What you need to do
Each record below is to be copied exactly; the pictures are to be omitted.

--- --- ---

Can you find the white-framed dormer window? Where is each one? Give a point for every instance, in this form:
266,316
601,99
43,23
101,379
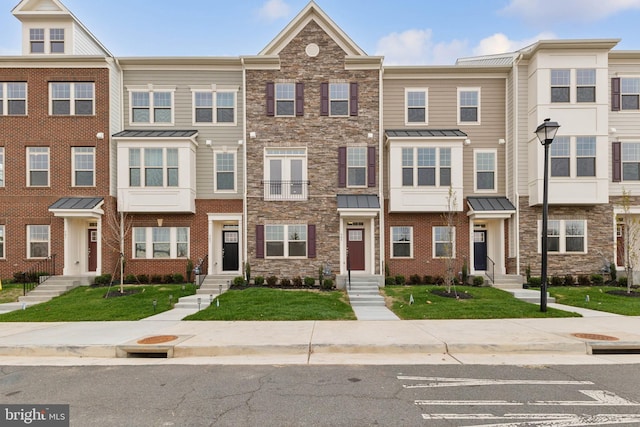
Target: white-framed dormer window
214,106
468,105
151,105
416,106
71,99
486,171
13,99
402,242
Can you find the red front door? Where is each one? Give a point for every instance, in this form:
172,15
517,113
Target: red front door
92,250
355,249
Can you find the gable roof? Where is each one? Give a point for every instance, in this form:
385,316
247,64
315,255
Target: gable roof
312,12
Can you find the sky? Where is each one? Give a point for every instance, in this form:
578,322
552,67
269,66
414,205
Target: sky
405,32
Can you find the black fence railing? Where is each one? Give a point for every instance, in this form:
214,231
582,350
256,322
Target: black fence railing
36,273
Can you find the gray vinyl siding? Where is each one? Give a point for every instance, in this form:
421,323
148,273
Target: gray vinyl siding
442,114
221,136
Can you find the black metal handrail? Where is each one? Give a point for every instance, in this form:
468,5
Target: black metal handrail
38,273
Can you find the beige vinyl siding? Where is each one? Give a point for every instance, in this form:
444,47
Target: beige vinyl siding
220,135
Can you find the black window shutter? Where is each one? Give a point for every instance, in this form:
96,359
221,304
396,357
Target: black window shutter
299,99
324,99
353,94
371,166
615,94
271,111
311,237
616,161
259,241
342,167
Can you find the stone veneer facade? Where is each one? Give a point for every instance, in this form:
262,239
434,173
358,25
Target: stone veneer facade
320,136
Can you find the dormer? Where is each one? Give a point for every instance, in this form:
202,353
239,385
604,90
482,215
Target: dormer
49,28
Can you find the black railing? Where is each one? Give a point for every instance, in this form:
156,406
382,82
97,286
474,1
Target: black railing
37,273
286,190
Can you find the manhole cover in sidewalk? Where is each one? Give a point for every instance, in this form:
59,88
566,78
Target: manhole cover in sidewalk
159,339
595,337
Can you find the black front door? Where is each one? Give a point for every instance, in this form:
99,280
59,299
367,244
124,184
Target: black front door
480,250
230,251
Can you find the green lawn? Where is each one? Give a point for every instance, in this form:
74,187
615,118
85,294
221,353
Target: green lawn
486,303
278,304
88,304
599,299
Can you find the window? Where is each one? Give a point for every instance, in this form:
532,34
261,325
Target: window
560,156
36,40
560,85
83,166
37,241
72,99
225,171
565,236
486,170
38,166
160,167
426,166
468,105
214,107
285,174
56,38
286,240
152,107
165,242
402,244
586,156
416,100
356,166
444,242
586,85
13,99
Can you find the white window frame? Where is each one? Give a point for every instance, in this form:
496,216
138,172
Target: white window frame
38,234
233,154
407,106
286,240
477,170
562,235
77,154
5,99
37,152
405,231
476,106
214,90
145,237
440,242
151,90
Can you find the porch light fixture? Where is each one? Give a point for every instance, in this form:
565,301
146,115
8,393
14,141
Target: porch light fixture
545,132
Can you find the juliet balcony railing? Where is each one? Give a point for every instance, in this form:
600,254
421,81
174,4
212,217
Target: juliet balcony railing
286,190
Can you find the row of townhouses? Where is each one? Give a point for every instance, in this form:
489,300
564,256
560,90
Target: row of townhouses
312,154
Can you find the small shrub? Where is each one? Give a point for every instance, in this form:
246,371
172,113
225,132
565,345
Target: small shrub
272,280
535,282
478,280
583,280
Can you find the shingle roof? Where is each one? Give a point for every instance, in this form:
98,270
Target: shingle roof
155,134
424,133
358,201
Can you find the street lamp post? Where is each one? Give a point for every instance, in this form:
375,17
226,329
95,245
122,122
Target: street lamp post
545,132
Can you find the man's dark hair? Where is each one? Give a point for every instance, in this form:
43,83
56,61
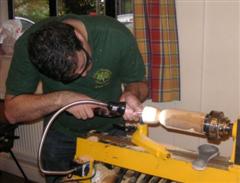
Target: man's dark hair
52,49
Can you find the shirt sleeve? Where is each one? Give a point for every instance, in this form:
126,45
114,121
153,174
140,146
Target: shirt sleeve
23,77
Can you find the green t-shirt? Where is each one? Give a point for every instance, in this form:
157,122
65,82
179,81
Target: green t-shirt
116,61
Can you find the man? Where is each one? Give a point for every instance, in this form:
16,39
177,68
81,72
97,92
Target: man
75,58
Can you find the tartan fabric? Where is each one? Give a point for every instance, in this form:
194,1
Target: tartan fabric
155,29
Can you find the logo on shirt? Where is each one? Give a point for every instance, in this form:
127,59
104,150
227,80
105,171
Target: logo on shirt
102,77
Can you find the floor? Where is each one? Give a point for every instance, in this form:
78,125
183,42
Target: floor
9,178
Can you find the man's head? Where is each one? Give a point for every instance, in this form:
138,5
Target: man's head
57,52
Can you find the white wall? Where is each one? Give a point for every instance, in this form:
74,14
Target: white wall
209,37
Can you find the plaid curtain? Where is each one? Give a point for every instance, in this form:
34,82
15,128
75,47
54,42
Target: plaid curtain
155,29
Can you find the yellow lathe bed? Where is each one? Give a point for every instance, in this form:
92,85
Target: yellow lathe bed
149,157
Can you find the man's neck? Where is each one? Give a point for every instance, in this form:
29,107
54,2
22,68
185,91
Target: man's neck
78,26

--- --- ---

Answer section
Can you find the white-framed dormer window? Where is each one? Give a point for every instance, in this form:
266,316
601,99
43,23
101,379
Target: white-framed dormer window
214,106
468,105
151,105
416,106
71,99
486,171
13,99
402,242
Can you find the red front door? Where is each one? Give a point for every instance, in this form:
172,15
517,113
Target: red front door
92,250
355,249
Can you find the gable roof? Where is each one? Give a point for every instance, in this form:
385,316
247,64
315,255
Target: gable roof
312,12
Can you find the sky? Where is each one? Give a point for every instance, in this form:
578,322
552,67
269,66
414,205
Target: sky
405,32
Can you find the black fence railing? Where is each one? Give a point for every instance, in this form:
214,231
582,350
256,322
Target: black fence railing
36,273
Can you find the gray vinyl siding? Where is each one? Give a point for every instance, in this form:
421,323
148,273
Target: gray vinyl siding
442,114
221,136
Can you find the black metal handrail? Where is each one? Give a point for every instance, in this form:
468,5
Target: black metal handrail
38,273
Can you find the beige vinyl siding? Where is each one? Give a point for every instance, in this form:
444,47
Target: beige vinyl siding
220,135
Can you find the black window shutter? Where is each one? Give a point for every instance, in this form:
96,359
221,304
396,357
Target: black window shutter
299,99
324,99
353,94
371,166
615,94
271,111
311,237
616,161
259,241
342,167
Can you find the stone veneer facade? Where is each one? Give a point for every instance, in this form:
262,239
434,173
358,25
Target: stone veneer facade
320,136
Can you find the dormer? Where is each one? Give a point for every instance, in this form:
202,353
239,385
604,90
482,215
Target: dormer
49,28
Can you find the black railing? Where is each one? Give a point for every instance, in this form:
156,406
382,82
97,286
474,1
Target: black railing
37,273
286,190
Can you find the manhole cover in sidewalk? Where is each one? Give a point for every instance, in this form:
59,88
566,78
Target: manhole cover in sidewalk
159,339
595,337
Can you find the black front door? Where is each one? Give a point for every instance, in this form:
99,280
59,299
367,244
124,184
Target: black front door
480,250
230,251
Can you find the green lawn? Where is each one? Give a point for every instance, in this form:
74,187
615,118
85,294
221,353
Target: green lawn
486,303
278,304
88,304
599,299
Can you find the window? Where is each one? Give a point for every instance, in this form:
532,34
261,325
Target: window
560,156
36,40
560,85
83,166
37,241
72,99
225,171
565,236
486,170
38,166
160,167
426,166
468,105
214,107
285,174
56,38
286,240
152,107
165,242
402,244
586,156
416,100
356,166
444,242
586,85
13,99
Can you find the white window frame? Where is each one? Give a point for every instance, in this form:
496,216
138,172
Target: white window frame
38,234
233,154
407,106
286,240
477,170
562,235
77,154
5,99
37,152
405,231
476,106
214,90
145,237
440,242
151,90
Can you find the porch light fixture? Where is each one? Give a point for every instance, in this form:
565,301
146,115
8,393
14,141
Target: porch light fixture
545,132
Can you find the juliet balcony railing? Where is each one? Give a point for every instance, in this form:
600,254
421,81
174,4
212,217
Target: juliet balcony railing
286,190
Can you find the row of townhouses? Where is each one? Give a point for every instance, in this form:
489,300
564,256
560,90
Target: row of townhouses
312,154
Can you find the small shrub? Where is each one? Give a point for every instance, in this form:
246,371
172,113
225,132
565,345
Target: small shrub
272,280
535,282
478,280
583,280
Can you find the shingle roof? Where is each one? Give a point for every instance, in this form:
98,270
Target: shingle roof
155,134
424,133
358,201
Can you find the street lamp post? Where is each one? Give a point for every instance, in this form:
375,17
226,329
95,245
122,122
Target: street lamp post
545,132
Can you find the man's dark hair? Where is each one? Give a point for every instance, in this form:
43,83
56,61
Target: man's dark hair
52,49
Can you find the shirt sleeve? Where is each one? Give a point for every instance, in this form:
126,45
114,121
153,174
140,146
Target: shirt sleeve
23,77
Can you find the green t-shirt? Where is each one? Give a point for every instance, in this form:
157,122
65,82
179,81
Target: green t-shirt
116,61
Can you find the man? Where is each one? Give a point for every instance, in this form:
16,39
177,68
81,72
97,92
Target: man
75,58
Can you find the tartan fabric? Where is each one? Give a point for every instance, in this form:
194,1
Target: tartan fabric
155,29
Can you find the logo on shirt? Where is each one? Give a point for every instance, in this form:
127,59
104,150
227,80
105,171
Target: logo on shirt
102,77
Can you find the floor? Where is each one? Give a point for every instance, in this form:
78,125
183,42
Target: floor
9,178
Can you find the man's head? Where is each one? Give a point for every instance, in this form:
138,5
Target: man's head
57,52
Can you find the white wall? Where is each one? Give a point for every instance, in this form:
74,14
Target: white wall
209,37
Can you find the plaid curtain? Where is each one? Give a point for every instance, in this form:
34,82
15,128
75,47
54,42
Target: plaid curtain
155,29
Can you find the yellow lathe bed? Where is each one? Give a point for every instance, in this form:
92,85
Target: yellow lathe bed
149,157
Can you find the man's neck? Where is each one? Give a point for every instance, in this form:
29,107
54,2
22,68
185,91
Target: man's neck
78,26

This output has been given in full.